What is required: Can you copy out the data exactly? Leave the images out.
::::::::
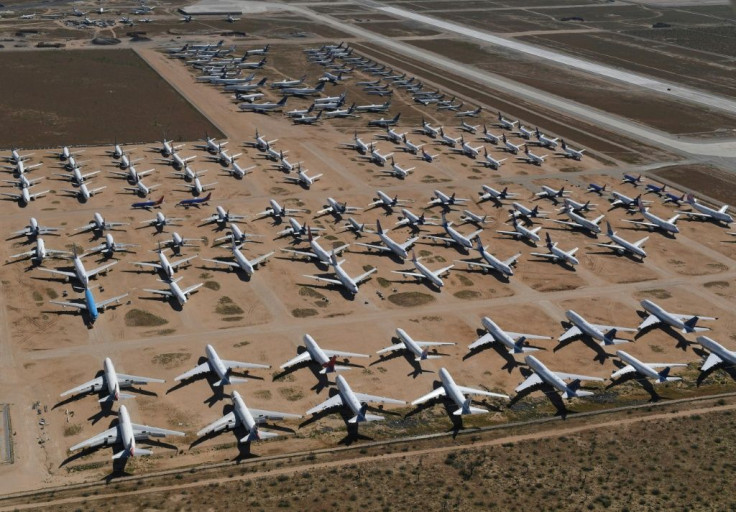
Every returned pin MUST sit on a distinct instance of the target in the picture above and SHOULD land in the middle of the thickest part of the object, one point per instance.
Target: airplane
(506, 123)
(543, 375)
(109, 247)
(384, 123)
(265, 107)
(491, 194)
(240, 261)
(327, 359)
(303, 179)
(510, 147)
(162, 220)
(398, 171)
(515, 342)
(194, 201)
(346, 397)
(248, 418)
(111, 382)
(389, 245)
(578, 222)
(418, 348)
(457, 394)
(575, 154)
(81, 274)
(621, 246)
(433, 276)
(343, 279)
(99, 224)
(522, 232)
(318, 252)
(147, 205)
(337, 208)
(441, 199)
(39, 253)
(126, 433)
(532, 158)
(487, 261)
(276, 211)
(489, 161)
(718, 353)
(655, 222)
(659, 316)
(470, 113)
(175, 291)
(455, 237)
(164, 266)
(648, 370)
(581, 327)
(707, 213)
(556, 254)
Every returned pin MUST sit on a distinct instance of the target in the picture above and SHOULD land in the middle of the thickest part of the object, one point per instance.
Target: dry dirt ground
(262, 319)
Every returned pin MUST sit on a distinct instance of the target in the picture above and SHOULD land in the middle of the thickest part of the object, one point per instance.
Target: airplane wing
(473, 391)
(97, 270)
(440, 391)
(226, 422)
(87, 386)
(109, 436)
(335, 401)
(301, 358)
(197, 370)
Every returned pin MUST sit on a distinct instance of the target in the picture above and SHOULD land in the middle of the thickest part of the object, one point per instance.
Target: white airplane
(110, 381)
(515, 342)
(248, 418)
(521, 231)
(457, 394)
(222, 368)
(433, 276)
(706, 213)
(83, 193)
(491, 194)
(487, 261)
(240, 261)
(166, 268)
(581, 327)
(653, 222)
(40, 252)
(337, 208)
(506, 124)
(222, 217)
(81, 274)
(418, 348)
(346, 397)
(276, 211)
(718, 353)
(126, 433)
(110, 246)
(327, 359)
(398, 171)
(542, 374)
(575, 154)
(343, 279)
(303, 179)
(649, 370)
(455, 237)
(578, 222)
(99, 224)
(621, 246)
(556, 254)
(318, 252)
(659, 316)
(389, 245)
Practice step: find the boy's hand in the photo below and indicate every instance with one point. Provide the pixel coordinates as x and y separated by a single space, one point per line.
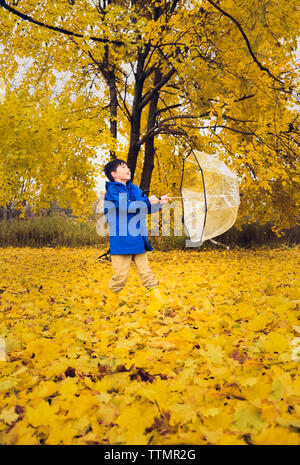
165 199
153 199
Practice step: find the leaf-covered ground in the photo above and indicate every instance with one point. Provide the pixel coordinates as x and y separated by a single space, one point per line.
215 367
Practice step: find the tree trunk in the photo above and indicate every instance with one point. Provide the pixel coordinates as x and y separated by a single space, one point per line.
::::::::
Solution to this task:
Every returned pin MUST sit on a distinct instance of the target in the picture above and SHOULD land in the middle of the thickest part of the object, one point per instance.
Target: airplane
(506, 123)
(543, 375)
(109, 247)
(384, 123)
(265, 107)
(491, 194)
(240, 261)
(327, 359)
(303, 179)
(510, 147)
(162, 220)
(398, 171)
(515, 342)
(194, 201)
(346, 397)
(248, 418)
(111, 382)
(389, 245)
(578, 222)
(418, 348)
(457, 394)
(575, 154)
(81, 274)
(621, 246)
(433, 276)
(343, 279)
(99, 224)
(522, 232)
(318, 252)
(147, 205)
(337, 208)
(441, 199)
(39, 253)
(126, 433)
(532, 158)
(487, 261)
(276, 211)
(489, 161)
(718, 353)
(655, 222)
(659, 316)
(470, 113)
(175, 291)
(455, 237)
(164, 266)
(648, 370)
(581, 327)
(707, 213)
(556, 254)
Every returned pin MUST sit on a distinct instance of the target in the picture above and SHOULD land in the middle of the thickest part of the object, one point per instance.
Target: dry dirt ground
(262, 319)
Every returned pin MUST sit on a distinct instance of the target in the picture above and SHOULD land in the middle of the thickest part of the object, one point per instance.
Target: airplane wing
(473, 391)
(97, 270)
(440, 391)
(226, 422)
(87, 386)
(109, 436)
(335, 401)
(301, 358)
(197, 370)
Every returned pin MUST sit on a distinct instance of the target in the picture above and SHOULD land in the middle of the thickest part of the object, one point per instance.
Target: white airplane
(110, 381)
(515, 342)
(248, 418)
(521, 231)
(457, 394)
(222, 368)
(433, 276)
(706, 213)
(83, 193)
(491, 194)
(487, 261)
(240, 261)
(166, 268)
(581, 327)
(653, 222)
(40, 252)
(337, 208)
(506, 124)
(222, 217)
(81, 274)
(418, 348)
(346, 397)
(276, 211)
(718, 353)
(126, 433)
(110, 246)
(327, 359)
(398, 171)
(542, 374)
(575, 154)
(343, 279)
(303, 179)
(649, 370)
(455, 237)
(578, 222)
(99, 224)
(621, 246)
(556, 254)
(318, 252)
(659, 316)
(389, 245)
Practice step: find the boy's hand in the photo below and indicate every instance with one point. Provide the pixel coordinates as x and y separated by a single space, one point per line.
165 199
153 199
Practice step: find the leaf-covered ground in the photo above and indicate every instance with one point. Provide the pixel coordinates as x and y separated by a single space, one point per line.
215 367
Practice step: find the tree trunk in the photo above and indicate every instance with one point. Provide the pixel coordinates as x and y separated by a single space, one point per line.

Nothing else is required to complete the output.